== Dataset

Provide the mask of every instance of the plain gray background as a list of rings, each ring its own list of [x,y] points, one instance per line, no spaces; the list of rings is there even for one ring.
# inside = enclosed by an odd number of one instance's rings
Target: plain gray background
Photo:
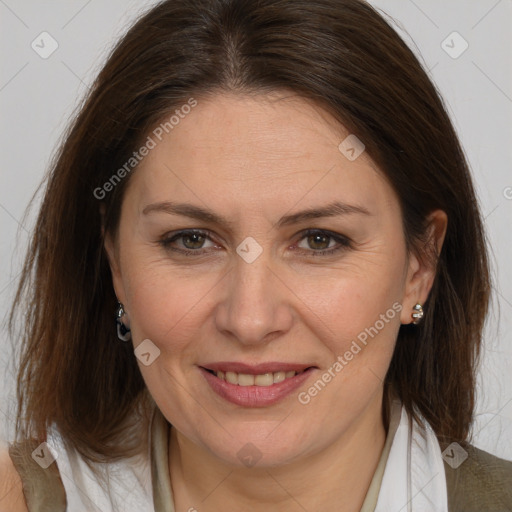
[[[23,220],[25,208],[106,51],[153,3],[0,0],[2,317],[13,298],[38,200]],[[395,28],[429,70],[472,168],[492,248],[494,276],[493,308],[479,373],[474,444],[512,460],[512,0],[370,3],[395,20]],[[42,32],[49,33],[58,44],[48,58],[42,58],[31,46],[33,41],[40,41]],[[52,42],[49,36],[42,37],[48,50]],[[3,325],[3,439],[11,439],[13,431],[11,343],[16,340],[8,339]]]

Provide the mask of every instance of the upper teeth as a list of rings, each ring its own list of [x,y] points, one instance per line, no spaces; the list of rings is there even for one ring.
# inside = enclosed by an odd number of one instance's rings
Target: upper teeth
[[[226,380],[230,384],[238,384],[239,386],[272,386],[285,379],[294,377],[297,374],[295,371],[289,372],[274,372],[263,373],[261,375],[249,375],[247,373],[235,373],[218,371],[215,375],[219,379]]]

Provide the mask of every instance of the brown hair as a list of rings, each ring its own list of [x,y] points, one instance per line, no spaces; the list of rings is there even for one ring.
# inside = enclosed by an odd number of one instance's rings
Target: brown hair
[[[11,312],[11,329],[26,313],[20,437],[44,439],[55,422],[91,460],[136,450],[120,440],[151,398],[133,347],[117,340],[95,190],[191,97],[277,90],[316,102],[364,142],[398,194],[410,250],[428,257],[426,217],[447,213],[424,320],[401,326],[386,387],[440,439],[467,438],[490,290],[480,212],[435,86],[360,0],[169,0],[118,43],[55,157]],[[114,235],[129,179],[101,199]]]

====

→ **Aim of the task**
Output exactly the lines from the one holding "Provide the mask of every instance of the brown" to the end of the material above, with both ends included.

→ **Response to this task**
Provide the mask of every instance of the brown hair as a list of rings, each ring its own list of [x,y] points, one instance per line, no spaces; the list of rings is there even for one ring.
# inside = enclosed by an odd number of one instance's rings
Target: brown hair
[[[11,312],[11,329],[26,313],[20,437],[44,439],[55,422],[91,460],[136,450],[120,440],[151,398],[133,347],[117,340],[95,190],[191,97],[277,90],[316,102],[364,142],[398,194],[410,250],[428,257],[426,217],[447,213],[424,320],[401,326],[386,387],[440,439],[467,438],[490,290],[480,212],[435,86],[360,0],[169,0],[118,43],[55,157]],[[114,235],[129,179],[101,199]]]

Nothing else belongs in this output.